■ Exercise details:
Summarize the article below about the exposed social media database in exactly two sentences.

[Start of Source text]

A social media data broker has exposed the public-facing profiles of 235 million users via a misconfigured online database, according to researchers.
Comparitech teamed up with Bob Diachenko to uncover three identical copies of the data on August 1, left online with no password or other authentication required to access it.
In total, 192 million profiles were scraped from Instagram, 42 million from TikTok and four million from YouTube.
Each record contained some of the following: profile name, real name, profile pic, account description, age, gender and more.
Around a fifth of profiles also contained either a phone number or email address, according to Comparitech.
Although the personal information contained in this trove was all publicly available, social media companies like Facebook have threatened legal action in the past against automated data scraping firms that subsequently sell their collections to marketers.
Comparitech said that although access to the exposed database was shut down three hours after its first disclosure, it’s unclear how long the information was left online without a password.

[End of Source text]
[Start of Information given]

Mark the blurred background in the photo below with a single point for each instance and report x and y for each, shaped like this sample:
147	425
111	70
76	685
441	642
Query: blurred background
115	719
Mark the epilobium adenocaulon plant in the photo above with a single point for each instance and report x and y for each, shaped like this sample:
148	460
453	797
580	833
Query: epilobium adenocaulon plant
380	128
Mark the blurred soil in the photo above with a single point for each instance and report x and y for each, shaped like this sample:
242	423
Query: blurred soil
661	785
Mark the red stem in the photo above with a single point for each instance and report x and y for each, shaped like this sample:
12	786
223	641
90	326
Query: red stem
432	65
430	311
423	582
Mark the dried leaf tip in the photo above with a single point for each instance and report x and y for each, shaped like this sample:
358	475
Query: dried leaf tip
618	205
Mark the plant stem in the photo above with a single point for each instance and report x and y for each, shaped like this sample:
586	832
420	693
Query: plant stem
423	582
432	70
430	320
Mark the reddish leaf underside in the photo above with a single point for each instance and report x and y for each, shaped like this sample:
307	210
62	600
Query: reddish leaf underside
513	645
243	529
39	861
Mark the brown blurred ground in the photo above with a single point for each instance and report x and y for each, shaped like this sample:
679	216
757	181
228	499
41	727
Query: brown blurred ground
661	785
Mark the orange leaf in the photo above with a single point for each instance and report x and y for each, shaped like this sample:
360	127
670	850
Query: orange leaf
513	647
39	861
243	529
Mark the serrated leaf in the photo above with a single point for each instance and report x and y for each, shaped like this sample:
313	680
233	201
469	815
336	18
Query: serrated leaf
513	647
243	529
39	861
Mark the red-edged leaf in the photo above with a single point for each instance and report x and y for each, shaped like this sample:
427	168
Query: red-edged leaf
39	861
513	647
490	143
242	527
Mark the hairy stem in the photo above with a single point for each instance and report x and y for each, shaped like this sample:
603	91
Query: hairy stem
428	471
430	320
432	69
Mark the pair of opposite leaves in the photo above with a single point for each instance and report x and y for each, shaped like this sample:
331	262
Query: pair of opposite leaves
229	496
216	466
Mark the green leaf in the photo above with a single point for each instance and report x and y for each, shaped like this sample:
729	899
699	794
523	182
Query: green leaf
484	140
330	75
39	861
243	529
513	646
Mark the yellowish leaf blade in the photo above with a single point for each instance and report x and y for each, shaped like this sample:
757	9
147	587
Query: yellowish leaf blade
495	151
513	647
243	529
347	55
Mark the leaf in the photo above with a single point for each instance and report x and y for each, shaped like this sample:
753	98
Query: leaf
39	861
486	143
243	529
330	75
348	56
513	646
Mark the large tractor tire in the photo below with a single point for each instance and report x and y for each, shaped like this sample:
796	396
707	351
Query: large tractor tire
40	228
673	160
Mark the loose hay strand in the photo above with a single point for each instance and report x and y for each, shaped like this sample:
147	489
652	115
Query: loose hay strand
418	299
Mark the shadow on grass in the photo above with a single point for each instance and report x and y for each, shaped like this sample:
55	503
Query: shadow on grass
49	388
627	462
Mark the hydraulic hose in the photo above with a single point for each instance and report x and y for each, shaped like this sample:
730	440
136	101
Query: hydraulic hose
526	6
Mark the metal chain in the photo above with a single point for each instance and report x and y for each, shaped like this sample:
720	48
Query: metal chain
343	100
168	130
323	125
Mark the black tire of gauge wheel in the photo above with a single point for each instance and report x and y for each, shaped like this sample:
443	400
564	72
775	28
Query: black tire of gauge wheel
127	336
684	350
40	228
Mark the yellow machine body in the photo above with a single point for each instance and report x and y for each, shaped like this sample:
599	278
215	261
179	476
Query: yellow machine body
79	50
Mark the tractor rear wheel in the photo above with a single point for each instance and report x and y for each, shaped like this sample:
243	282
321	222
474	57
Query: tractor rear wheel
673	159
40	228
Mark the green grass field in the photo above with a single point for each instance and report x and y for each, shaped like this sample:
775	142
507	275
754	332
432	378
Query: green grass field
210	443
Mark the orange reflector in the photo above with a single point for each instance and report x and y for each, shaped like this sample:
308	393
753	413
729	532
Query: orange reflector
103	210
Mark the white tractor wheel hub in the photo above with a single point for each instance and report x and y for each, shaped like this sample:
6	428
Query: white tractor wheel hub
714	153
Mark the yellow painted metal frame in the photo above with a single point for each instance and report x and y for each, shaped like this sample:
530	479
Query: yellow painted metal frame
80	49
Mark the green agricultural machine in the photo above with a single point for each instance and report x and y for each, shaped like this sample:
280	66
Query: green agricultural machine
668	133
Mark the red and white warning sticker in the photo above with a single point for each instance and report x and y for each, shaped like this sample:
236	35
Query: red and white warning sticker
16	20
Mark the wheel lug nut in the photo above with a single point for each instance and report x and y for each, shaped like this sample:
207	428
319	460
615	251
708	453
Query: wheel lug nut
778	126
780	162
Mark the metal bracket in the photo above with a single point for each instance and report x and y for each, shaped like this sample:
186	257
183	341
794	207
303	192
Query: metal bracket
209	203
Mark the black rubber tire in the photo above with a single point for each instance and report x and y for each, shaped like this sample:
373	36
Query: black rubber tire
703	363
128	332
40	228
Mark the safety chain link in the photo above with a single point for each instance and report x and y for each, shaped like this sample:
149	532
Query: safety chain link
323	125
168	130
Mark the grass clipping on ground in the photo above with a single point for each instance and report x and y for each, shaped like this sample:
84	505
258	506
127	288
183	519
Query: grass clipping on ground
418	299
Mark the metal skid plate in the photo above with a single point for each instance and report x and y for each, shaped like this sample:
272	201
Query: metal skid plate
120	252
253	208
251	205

[End of Information given]

■ Problem solution:
Comparitech and Bob Diachenko found that a social media data broker had left three identical copies of a database online without a password on August 1, exposing the public profiles of 235 million users scraped from Instagram, TikTok and YouTube, with about a fifth including a phone number or email address. Although the information was all publicly available and access was shut down three hours after disclosure, it is unclear how long the data had been exposed.